#### [Provided material]
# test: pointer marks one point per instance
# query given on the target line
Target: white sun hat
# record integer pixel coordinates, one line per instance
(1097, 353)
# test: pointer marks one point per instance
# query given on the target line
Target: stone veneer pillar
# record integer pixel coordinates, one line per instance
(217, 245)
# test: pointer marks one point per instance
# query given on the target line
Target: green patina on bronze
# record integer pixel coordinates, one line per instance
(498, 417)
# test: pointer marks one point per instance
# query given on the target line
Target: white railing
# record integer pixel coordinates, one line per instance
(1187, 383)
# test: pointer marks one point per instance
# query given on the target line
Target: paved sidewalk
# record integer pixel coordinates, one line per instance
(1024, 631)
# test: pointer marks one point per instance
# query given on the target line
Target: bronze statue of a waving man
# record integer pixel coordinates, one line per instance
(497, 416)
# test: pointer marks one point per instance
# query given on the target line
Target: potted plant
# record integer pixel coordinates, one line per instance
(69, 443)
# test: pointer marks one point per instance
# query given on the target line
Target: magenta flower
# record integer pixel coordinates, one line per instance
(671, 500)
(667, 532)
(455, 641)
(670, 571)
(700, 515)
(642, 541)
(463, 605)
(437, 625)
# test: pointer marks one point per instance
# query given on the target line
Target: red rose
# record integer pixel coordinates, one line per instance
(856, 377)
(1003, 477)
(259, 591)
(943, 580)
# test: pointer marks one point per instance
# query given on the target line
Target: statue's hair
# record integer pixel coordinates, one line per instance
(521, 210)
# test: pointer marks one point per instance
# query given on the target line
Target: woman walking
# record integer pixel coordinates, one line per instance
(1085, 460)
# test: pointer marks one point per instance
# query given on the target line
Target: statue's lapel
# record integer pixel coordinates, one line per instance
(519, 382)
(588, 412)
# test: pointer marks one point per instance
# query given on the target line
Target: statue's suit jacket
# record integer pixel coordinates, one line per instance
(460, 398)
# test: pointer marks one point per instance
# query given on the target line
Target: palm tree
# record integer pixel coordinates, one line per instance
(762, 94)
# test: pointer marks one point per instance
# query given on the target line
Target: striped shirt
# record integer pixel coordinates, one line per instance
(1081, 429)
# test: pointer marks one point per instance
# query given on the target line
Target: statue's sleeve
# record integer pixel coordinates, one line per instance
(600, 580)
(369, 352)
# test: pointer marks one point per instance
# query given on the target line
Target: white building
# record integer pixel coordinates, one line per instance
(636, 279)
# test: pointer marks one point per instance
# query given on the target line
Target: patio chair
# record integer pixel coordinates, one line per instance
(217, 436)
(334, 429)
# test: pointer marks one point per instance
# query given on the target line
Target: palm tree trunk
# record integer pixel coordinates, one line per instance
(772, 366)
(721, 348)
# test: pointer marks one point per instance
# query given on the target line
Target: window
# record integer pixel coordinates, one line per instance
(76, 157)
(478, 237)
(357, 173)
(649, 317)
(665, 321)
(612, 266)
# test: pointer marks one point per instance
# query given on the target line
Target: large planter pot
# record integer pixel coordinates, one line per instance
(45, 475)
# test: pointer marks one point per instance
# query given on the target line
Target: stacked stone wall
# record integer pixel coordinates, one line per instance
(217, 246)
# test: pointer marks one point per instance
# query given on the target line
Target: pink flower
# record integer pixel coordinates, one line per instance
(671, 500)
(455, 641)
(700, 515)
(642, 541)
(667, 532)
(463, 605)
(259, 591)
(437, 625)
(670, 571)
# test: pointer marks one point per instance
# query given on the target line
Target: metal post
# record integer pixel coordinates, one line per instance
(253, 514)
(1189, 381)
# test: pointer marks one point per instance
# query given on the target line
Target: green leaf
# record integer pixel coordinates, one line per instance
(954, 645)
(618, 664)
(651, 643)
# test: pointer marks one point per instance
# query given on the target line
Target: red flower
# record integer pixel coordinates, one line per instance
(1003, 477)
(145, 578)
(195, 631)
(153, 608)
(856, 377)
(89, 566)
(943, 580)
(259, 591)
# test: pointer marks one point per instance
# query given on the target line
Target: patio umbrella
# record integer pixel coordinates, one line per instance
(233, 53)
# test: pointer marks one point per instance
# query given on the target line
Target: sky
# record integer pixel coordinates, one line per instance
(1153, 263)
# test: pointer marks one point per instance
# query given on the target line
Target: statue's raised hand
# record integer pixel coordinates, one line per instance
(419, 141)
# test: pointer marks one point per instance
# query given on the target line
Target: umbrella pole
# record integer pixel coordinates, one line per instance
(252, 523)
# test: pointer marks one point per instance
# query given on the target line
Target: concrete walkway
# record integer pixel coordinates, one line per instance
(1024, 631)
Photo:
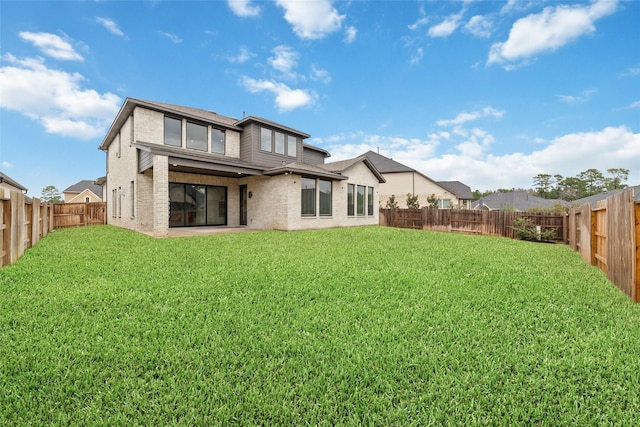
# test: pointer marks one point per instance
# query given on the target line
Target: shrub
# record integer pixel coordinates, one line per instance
(526, 230)
(412, 201)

#### [About this task]
Print every entry exactly; omit the pictures.

#### [Written response]
# test: pointer marks one point per instance
# query given on the target line
Target: white sun hat
# record integer pixel coordinates, one line per instance
(1097, 353)
# test: pointer marks one point per instance
# query given on the target line
Target: stone veneer pillar
# record integer pixel coordinates, one line per instance
(217, 245)
# test: pointer marks one point per instance
# query given on the target line
Target: green patina on bronze
# record integer pixel coordinates, one line per instance
(498, 417)
# test: pointer marks one point per instance
# query given on the target line
Target: white railing
# record integer pixel coordinates, one line per instance
(1187, 383)
# test: pointer marks one point per instance
# query given on the target line
Target: paved sidewalk
# record integer pixel coordinates, one line per instance
(1024, 631)
# test: pointer marks one point per instance
# query given on the target line
Target: bronze statue of a waving man
# record integer pixel coordinates, one line per instance
(497, 416)
# test: pointer marks one point per instance
# query given on the target line
Target: potted plant
# record integer pixel coordinates, one line per instance
(69, 443)
# test: pointer marks one point per instance
# query given on the target line
Target: magenta flower
# record integer pixel coordinates, one line per instance
(671, 500)
(667, 532)
(455, 641)
(670, 571)
(700, 515)
(642, 541)
(463, 605)
(437, 625)
# test: pointer marks one point per instance
# query given on the target line
Target: red rose
# record integer pixel coordinates, one line per instance
(856, 377)
(1003, 477)
(259, 591)
(943, 580)
# test: pointer marks one point per instance
# query given on the target line
Target: statue's hair
# record integer pixel coordinates, one line per instance
(521, 210)
# test: pointer marks one point per instance
# query given on the target line
Target: woman walking
# record integer pixel coordinates, one line per instance
(1085, 460)
# test: pointer marks one point per instance
# query given on the target line
Target: statue's lapel
# record integer pixel coordinates, one line per instance
(519, 382)
(588, 412)
# test: pointer marks one point per instance
# query given on the target line
Target: statue's suit jacket
# record integer pixel coordinates, one line per instance
(460, 398)
# test: pointer marks one point per instance
# query given on the target line
Target: palm tree
# record integer pixel coordinates, one line per instance
(762, 94)
# test: pointer marks one point per instance
# query given on the target line
Target: striped shirt
# record integer pixel coordinates, one line per instance
(1081, 429)
# test: pointer marks one point per instance
# query given on the target line
Target: statue's sleeve
# record integer pixel coordinates, one line per instance
(600, 580)
(369, 352)
# test: pointer marks one point per instance
# query given on the target line
Target: white building
# record integer pixel coordinates, one line per instance
(636, 279)
# test: pointer marks one point per instance
# query given on the target line
Target: patio chair
# record integer pixel coordinates, one line per instance
(217, 436)
(334, 429)
# test: pointer marks one point per instance
# query given on the target line
Target: palm tree trunk
# record integer pixel coordinates, one line per instance
(772, 366)
(721, 348)
# test: pointer marks one point per instance
# query given on the target line
Target: window
# record integer pixel coordinates, one line per instance
(76, 157)
(478, 237)
(357, 173)
(649, 317)
(665, 321)
(612, 266)
# test: pointer marks one point per instance
# query given on the target line
Target: large planter pot
# record integer pixel coordinates, one line per instance
(45, 475)
# test: pointer marks one point per instance
# query given on the target line
Target: stacked stone wall
# record integer pixel coordinates, one line per instance
(217, 246)
# test: pointer marks one point per instance
# query given on the target line
Target: pink flower
# record integer pixel coordinates, one line per instance
(671, 500)
(455, 641)
(700, 515)
(642, 541)
(667, 532)
(463, 605)
(259, 591)
(437, 625)
(670, 571)
# test: pointer marks one point per instance
# query given on the target line
Target: metal post
# record integer pixel coordinates, one line per instance
(253, 514)
(1189, 381)
# test: pointer marks one point per instance
# query given on the target line
Target: green leaf
# record integer pixel coordinates, one line per instance
(954, 645)
(618, 664)
(651, 643)
# test: pointer marks one point per instance
# query given on the target line
Target: red flower
# record integer pixel coordinates, one line per instance
(1003, 477)
(145, 578)
(195, 631)
(153, 608)
(856, 377)
(89, 566)
(943, 580)
(259, 591)
# test: pointer marks one point per instance
# query given on the target line
Target: patio umbrella
# record integer pixel coordinates, one line per instance
(233, 53)
# test: pointer marks one point per instance
# query given on the target line
Target: sky
# record integer pixel coordinates, one line per instance
(1153, 263)
# test: pointer marks one point per instance
# query given on the target line
Target: statue's raised hand
# record integer pixel coordinates, one line per instance
(419, 141)
# test: pointer marks one point per instance
# query given on the target line
Target: umbrella pole
# record integer pixel coordinates, one line per instance
(252, 523)
# test: pointer marks one point per instance
# query given on the target line
Target: concrete walkway
# record integer pixel coordinates, one line per instance
(1024, 631)
Photo:
# test: pointer marks one point per instance
# query given on the target line
Target: shrub
# record integer pixel coordinates, one line per instance
(526, 230)
(412, 201)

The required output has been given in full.